▶ [EXERCISE INPUT]
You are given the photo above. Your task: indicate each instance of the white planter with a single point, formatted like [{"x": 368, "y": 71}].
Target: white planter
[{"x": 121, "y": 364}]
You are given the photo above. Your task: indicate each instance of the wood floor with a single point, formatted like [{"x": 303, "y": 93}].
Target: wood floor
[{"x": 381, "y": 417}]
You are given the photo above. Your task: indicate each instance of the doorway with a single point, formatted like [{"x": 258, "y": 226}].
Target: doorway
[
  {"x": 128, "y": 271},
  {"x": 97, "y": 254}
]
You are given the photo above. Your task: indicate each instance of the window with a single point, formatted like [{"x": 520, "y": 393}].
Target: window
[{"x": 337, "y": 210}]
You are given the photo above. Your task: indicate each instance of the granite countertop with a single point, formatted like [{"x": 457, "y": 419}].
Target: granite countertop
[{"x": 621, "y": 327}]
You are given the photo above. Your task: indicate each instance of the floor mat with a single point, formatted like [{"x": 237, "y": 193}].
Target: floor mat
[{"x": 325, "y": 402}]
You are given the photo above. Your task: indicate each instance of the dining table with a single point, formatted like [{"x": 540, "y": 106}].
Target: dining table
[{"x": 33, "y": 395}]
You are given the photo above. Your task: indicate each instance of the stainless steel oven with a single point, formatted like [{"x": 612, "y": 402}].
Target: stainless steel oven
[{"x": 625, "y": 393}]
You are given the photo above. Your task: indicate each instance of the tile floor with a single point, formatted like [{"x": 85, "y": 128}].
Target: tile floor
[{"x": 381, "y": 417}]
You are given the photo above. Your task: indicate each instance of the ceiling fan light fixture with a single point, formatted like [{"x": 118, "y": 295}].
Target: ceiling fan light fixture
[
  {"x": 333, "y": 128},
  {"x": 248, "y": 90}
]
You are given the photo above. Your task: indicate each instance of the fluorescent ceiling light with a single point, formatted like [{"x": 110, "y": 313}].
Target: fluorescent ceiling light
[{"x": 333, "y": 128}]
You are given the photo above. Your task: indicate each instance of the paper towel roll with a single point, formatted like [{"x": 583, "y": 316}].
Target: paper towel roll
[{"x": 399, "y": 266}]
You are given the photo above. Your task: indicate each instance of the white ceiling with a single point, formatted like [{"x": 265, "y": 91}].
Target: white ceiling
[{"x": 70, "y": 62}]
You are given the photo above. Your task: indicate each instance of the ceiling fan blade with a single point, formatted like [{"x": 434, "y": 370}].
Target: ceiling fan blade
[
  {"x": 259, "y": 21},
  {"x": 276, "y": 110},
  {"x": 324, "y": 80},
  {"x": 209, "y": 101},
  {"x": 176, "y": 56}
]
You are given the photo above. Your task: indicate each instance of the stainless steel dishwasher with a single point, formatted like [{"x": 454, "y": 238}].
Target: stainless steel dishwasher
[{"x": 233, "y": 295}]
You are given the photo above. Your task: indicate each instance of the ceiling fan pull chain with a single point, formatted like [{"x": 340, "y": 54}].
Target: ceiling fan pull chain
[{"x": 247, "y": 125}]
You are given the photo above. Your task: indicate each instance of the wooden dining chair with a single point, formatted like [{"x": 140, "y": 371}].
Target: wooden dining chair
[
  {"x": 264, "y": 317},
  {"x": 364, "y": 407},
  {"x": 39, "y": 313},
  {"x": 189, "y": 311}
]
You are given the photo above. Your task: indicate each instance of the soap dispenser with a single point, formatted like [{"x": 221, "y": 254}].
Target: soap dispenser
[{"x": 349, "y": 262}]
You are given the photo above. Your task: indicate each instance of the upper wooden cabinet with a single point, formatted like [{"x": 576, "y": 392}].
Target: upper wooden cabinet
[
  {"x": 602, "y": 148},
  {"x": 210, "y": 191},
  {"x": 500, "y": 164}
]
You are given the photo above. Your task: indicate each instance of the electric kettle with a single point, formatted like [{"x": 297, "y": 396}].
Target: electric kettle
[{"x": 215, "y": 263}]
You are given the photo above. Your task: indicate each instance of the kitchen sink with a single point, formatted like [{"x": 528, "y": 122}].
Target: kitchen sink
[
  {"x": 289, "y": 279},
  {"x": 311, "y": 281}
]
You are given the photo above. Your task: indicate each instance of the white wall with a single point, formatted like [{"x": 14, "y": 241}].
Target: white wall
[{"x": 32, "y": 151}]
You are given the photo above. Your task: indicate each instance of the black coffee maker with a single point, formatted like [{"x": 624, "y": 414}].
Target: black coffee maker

▶ [WHAT YOU ARE ASKED TO DO] Reproduce the rows above as a numbered list, from the line containing "the white wall" through the final line, with both ends included and blank lines left out.

▶ [EXERCISE SOLUTION]
1. You are given the photo above. Your task: indicate each instance of the white wall with a single point, formatted like [{"x": 14, "y": 241}].
2. Target: white wall
3. [{"x": 32, "y": 151}]
4. You are given the photo above. Your task: indicate each instance of the black coffee maker with a single point, formatted like [{"x": 624, "y": 414}].
5. Target: black coffee maker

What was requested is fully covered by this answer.